### Exercise
Copy each line of the listing below word for word.

------------------------

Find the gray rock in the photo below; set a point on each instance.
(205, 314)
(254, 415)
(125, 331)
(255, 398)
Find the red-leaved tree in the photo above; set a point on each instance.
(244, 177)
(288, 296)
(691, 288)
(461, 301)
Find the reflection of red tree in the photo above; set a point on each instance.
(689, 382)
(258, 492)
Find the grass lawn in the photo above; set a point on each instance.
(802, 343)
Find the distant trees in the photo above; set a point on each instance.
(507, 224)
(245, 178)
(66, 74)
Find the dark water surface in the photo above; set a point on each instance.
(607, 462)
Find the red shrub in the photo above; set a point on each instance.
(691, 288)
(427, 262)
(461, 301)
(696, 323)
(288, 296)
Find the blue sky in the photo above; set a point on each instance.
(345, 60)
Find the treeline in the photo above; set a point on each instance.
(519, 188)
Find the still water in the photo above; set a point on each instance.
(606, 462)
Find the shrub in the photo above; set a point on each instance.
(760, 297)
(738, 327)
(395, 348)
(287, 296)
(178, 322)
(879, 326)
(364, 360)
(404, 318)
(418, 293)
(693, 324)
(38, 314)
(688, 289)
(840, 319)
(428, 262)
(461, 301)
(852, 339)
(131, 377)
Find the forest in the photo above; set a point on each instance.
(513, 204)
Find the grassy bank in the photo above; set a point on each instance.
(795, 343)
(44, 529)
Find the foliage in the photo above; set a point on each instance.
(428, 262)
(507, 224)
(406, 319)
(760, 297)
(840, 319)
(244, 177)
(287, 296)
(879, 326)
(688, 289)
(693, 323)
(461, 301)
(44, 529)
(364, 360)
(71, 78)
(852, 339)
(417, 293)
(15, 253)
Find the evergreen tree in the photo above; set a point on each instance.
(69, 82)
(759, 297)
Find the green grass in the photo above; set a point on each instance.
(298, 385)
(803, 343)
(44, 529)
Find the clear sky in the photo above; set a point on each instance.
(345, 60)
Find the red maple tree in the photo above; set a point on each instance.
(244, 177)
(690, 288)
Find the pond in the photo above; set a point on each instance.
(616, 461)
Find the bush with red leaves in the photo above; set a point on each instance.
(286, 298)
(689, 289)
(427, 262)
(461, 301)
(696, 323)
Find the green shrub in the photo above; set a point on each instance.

------------------------

### The solution
Find the gray rock in the photo below; set a point on each instance.
(205, 314)
(254, 415)
(125, 331)
(255, 398)
Find the red-leaved tree in the photo above; set a point on each instance.
(244, 177)
(288, 296)
(691, 288)
(461, 301)
Find the reflection of red tree in the photo above; set a point on each instance.
(689, 382)
(258, 492)
Find the grass lawn in the photo above; set a point on each instance.
(802, 343)
Find the distant trees in the photo above; set a point on each instance.
(507, 224)
(245, 178)
(66, 74)
Find the dark water surface in the photo above; set a point on each instance.
(607, 462)
Find the red shrub in the photo above; set a point on each instance.
(691, 288)
(427, 262)
(461, 301)
(696, 323)
(288, 296)
Find the blue sky in the photo above; set a point on each instance.
(345, 60)
Find the treeline in the photo above; set a point on each instance.
(519, 188)
Find the still water in the photo above; set a point on each instance.
(606, 462)
Find the shrub in the photo above; set a point on each instance.
(760, 297)
(738, 327)
(395, 348)
(287, 296)
(178, 322)
(879, 326)
(364, 360)
(404, 318)
(418, 293)
(693, 324)
(38, 314)
(688, 289)
(840, 319)
(428, 262)
(461, 301)
(852, 339)
(131, 377)
Find the forest in the photo above; set a point on each instance.
(513, 204)
Find the grassy bank in the photo above; set a point on each instance.
(795, 343)
(44, 529)
Find the foliage in the photo above; set a point on each instance.
(428, 262)
(507, 224)
(406, 319)
(760, 297)
(840, 319)
(244, 177)
(287, 296)
(879, 326)
(688, 289)
(693, 323)
(461, 301)
(44, 529)
(364, 360)
(71, 78)
(852, 339)
(417, 293)
(15, 253)
Find the evergreen tree in the photo above; set a point on each instance.
(69, 82)
(759, 297)
Find the green grass in the photo above; set a point on each instance.
(298, 385)
(803, 343)
(44, 529)
Find the clear sky in the photo above; set a point on each instance.
(345, 60)
Find the red maple tree in the photo above; set a point on each instance.
(244, 177)
(690, 288)
Find the pond in the photo above; set a point on each instance.
(616, 461)
Find the bush with red leaves in the photo above; set a point on each instance.
(286, 298)
(689, 289)
(427, 262)
(461, 301)
(696, 323)
Find the green shrub in the photo above; set a point on each instance.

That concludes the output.